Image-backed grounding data

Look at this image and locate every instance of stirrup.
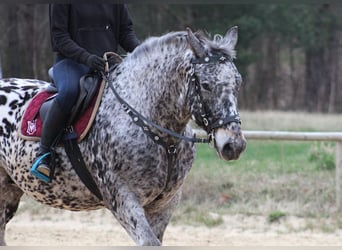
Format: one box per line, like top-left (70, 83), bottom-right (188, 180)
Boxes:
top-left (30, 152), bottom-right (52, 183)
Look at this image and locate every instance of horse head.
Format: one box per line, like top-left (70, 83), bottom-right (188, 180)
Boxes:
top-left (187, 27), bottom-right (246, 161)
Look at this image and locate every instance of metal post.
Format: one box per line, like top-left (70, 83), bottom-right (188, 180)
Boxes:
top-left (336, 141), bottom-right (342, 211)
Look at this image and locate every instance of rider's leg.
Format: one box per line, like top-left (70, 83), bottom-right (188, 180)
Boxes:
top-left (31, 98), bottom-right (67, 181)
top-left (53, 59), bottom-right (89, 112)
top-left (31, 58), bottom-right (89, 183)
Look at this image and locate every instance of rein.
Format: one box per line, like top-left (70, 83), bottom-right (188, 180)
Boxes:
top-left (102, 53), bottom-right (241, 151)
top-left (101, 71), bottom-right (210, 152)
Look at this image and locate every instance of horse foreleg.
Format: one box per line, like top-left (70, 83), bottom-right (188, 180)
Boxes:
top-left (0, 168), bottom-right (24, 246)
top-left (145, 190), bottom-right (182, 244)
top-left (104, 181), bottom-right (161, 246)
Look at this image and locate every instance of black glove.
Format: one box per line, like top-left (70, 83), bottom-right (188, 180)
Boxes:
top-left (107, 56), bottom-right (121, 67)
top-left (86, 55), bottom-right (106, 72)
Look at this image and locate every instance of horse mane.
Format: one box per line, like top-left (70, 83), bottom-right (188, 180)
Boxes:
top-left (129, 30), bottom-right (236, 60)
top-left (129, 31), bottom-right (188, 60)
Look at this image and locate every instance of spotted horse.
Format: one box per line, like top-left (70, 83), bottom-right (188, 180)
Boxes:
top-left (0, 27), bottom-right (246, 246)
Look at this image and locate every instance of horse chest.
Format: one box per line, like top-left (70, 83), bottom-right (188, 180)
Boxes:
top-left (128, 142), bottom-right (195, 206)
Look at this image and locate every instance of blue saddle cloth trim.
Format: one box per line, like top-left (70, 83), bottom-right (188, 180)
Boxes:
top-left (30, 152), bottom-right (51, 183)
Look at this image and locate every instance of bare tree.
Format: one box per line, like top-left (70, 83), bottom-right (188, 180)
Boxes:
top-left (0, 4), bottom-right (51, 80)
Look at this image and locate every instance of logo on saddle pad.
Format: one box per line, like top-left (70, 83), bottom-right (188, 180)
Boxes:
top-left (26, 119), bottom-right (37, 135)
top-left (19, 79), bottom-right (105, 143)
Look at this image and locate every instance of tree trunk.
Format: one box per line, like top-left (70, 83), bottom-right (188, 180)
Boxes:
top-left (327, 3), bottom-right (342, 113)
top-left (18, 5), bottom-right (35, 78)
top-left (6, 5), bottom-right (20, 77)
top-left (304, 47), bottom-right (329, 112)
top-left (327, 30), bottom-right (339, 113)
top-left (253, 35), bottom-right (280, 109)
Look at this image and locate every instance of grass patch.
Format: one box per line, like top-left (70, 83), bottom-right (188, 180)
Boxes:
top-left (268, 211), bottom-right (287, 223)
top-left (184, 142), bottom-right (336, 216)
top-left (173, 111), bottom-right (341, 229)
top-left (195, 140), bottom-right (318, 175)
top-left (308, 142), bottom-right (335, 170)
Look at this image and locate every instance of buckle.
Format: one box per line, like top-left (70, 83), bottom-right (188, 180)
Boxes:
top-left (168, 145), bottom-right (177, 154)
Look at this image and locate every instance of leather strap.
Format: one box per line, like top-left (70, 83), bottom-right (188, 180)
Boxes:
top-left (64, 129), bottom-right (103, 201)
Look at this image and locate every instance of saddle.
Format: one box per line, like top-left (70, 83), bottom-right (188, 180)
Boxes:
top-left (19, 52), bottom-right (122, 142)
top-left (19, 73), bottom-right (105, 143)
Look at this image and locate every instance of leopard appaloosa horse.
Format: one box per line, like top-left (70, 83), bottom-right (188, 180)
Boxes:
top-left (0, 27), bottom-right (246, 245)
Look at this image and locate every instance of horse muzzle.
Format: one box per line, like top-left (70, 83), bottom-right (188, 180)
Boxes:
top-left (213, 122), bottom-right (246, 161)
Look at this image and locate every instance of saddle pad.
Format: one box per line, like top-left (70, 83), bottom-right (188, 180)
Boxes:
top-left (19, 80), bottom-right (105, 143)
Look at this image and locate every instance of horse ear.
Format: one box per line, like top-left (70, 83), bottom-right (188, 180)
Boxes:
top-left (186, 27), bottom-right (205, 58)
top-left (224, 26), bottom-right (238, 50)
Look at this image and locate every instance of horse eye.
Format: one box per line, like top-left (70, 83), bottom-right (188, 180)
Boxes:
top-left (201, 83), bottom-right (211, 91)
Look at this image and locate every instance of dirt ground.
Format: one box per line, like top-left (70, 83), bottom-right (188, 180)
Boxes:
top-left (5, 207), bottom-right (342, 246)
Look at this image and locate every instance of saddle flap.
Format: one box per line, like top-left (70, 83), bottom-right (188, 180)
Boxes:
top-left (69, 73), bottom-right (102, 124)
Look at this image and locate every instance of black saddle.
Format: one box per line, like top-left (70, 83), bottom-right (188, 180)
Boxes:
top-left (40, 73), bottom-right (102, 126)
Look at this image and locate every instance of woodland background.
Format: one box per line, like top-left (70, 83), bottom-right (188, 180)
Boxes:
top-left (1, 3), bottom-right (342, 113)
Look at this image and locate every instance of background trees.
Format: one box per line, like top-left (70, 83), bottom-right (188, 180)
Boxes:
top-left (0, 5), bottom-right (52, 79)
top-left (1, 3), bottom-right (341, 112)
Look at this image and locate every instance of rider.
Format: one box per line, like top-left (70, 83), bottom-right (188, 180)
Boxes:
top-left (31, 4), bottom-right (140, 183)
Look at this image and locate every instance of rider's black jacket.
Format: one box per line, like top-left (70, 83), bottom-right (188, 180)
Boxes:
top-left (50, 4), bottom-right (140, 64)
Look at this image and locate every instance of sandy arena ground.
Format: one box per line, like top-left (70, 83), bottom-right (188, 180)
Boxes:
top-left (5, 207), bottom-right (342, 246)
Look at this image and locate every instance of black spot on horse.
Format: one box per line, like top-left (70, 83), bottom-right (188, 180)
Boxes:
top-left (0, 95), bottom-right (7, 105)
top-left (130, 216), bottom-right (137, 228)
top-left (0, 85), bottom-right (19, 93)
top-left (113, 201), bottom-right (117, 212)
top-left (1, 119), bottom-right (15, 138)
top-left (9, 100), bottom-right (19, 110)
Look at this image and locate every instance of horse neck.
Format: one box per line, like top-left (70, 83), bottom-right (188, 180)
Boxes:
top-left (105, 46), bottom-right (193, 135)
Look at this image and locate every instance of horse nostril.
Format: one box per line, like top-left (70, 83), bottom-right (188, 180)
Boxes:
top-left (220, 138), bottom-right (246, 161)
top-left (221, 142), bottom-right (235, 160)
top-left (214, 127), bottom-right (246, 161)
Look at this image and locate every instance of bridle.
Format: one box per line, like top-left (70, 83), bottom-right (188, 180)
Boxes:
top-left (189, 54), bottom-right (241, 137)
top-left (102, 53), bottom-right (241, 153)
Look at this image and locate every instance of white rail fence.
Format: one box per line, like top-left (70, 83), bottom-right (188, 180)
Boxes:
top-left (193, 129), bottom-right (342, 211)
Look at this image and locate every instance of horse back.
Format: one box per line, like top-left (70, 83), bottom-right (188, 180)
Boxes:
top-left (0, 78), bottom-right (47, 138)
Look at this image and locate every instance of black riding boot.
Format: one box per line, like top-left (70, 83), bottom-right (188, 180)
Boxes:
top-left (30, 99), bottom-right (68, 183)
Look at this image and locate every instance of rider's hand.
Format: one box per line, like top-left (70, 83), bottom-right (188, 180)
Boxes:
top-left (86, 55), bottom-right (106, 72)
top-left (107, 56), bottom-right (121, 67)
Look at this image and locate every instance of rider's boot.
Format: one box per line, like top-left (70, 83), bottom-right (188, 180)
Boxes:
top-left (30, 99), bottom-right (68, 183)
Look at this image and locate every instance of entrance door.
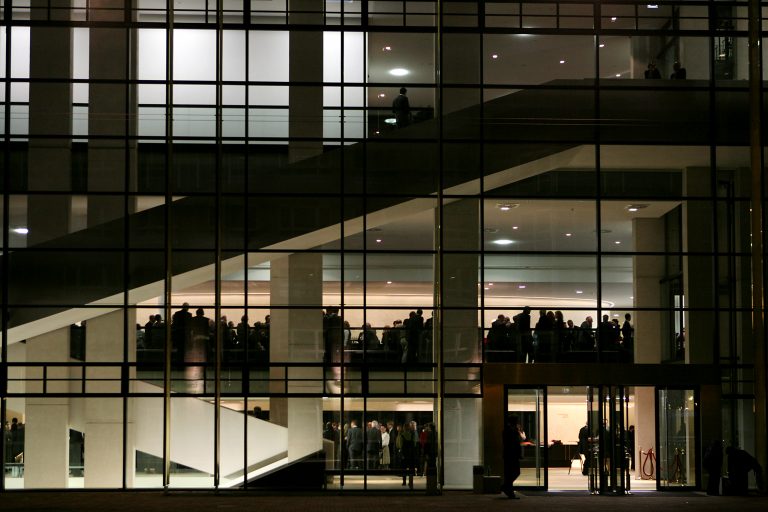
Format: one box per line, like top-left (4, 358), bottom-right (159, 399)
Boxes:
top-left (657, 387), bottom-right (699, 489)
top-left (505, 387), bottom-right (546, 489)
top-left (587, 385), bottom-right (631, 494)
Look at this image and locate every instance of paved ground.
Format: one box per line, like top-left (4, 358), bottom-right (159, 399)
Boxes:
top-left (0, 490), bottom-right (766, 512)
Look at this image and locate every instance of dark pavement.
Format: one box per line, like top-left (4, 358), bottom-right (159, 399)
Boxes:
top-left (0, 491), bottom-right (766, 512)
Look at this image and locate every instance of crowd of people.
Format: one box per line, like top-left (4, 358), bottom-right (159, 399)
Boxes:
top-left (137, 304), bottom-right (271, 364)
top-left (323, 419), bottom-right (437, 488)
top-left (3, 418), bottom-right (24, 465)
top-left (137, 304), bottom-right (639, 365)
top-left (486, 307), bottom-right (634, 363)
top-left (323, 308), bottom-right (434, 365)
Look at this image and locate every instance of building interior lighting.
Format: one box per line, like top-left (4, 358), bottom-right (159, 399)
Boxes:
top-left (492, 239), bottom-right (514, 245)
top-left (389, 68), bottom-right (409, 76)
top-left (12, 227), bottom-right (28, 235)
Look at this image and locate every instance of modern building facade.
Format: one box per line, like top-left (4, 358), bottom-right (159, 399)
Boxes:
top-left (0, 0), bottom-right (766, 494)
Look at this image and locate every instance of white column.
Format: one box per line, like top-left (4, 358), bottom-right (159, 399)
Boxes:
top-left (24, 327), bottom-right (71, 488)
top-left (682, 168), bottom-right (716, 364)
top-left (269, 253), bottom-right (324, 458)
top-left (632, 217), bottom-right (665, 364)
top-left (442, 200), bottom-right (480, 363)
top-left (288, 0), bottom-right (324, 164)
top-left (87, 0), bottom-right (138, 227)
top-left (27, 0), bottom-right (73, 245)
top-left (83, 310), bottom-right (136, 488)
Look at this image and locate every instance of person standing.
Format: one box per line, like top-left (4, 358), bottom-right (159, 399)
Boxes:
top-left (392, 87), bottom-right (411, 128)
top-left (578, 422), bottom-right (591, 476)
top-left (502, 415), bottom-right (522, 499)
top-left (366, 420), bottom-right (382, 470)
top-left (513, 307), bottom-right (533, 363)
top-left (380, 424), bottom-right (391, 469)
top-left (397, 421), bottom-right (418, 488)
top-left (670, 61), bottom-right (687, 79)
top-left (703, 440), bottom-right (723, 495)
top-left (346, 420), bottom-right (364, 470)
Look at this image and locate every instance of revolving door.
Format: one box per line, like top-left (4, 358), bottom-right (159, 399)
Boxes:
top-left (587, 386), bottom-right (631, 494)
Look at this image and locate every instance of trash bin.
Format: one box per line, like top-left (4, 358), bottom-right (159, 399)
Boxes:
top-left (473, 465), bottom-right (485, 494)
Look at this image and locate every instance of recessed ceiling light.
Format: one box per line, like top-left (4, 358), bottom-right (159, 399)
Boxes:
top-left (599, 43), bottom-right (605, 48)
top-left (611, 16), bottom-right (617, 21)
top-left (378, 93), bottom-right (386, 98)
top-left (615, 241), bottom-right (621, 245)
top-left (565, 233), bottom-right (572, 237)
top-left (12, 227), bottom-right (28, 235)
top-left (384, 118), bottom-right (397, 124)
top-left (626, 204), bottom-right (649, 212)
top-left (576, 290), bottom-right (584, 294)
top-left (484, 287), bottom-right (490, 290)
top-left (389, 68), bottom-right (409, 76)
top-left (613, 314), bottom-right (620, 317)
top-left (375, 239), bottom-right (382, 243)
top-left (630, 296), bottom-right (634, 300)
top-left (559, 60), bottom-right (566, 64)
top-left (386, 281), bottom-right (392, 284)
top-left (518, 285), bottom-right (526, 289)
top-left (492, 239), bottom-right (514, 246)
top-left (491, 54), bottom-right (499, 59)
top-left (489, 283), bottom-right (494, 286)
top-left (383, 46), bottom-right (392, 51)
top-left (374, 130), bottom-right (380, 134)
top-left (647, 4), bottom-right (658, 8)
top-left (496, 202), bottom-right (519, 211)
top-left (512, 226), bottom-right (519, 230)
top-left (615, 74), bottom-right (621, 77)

▸ Requirement
Say how many lines in the data include the string "white", giving the number alone.

▸ Finished task
2